**WHAT YOU ARE ASKED TO DO**
Render the lines below as a Markdown table with the columns Row and Line, numbering each row and omitting blank lines. Begin with the first line and continue through the line containing "pixel 1111 395", including both and nothing after it.

**DATASET EXCERPTS**
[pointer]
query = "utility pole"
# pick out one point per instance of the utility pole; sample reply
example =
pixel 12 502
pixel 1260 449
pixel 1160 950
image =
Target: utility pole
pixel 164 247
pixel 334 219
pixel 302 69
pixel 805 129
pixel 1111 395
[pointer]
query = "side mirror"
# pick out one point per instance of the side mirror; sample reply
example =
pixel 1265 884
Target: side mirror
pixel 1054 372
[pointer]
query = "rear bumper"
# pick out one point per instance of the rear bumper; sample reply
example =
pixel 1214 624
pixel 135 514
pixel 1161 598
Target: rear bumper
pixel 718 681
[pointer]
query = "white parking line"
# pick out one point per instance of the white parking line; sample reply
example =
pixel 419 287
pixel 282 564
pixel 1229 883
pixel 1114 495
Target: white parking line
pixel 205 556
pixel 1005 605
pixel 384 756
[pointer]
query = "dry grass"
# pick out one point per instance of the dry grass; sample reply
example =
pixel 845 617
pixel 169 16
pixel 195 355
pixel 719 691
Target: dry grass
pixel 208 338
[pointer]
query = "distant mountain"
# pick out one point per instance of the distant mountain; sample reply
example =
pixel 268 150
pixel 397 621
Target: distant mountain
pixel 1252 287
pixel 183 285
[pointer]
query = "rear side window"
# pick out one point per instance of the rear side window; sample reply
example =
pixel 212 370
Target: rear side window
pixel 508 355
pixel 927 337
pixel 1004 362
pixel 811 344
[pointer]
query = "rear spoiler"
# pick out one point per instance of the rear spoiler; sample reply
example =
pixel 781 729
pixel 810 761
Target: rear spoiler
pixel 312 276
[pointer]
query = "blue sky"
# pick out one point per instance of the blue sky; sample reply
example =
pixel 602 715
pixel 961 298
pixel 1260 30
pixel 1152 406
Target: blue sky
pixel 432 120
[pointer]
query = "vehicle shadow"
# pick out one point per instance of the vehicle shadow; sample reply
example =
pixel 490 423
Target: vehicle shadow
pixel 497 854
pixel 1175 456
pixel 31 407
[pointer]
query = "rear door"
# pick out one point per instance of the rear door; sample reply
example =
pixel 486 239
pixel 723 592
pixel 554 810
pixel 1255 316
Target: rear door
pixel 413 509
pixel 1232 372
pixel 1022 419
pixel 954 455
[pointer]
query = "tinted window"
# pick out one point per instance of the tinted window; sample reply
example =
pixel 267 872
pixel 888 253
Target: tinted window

**ANSWER TO THIS TASK**
| Row | Line |
|---|---|
| 1 | [pointer] |
| 2 | query = "utility pole" |
| 3 | # pick out one point per instance of the utility pole; sample reply |
| 4 | example = |
| 5 | pixel 12 502 |
| 6 | pixel 1260 449 |
| 7 | pixel 1160 950 |
| 8 | image = |
| 9 | Target: utility pole |
| 10 | pixel 164 247 |
| 11 | pixel 334 219 |
| 12 | pixel 302 69 |
| 13 | pixel 805 129 |
| 14 | pixel 1111 395 |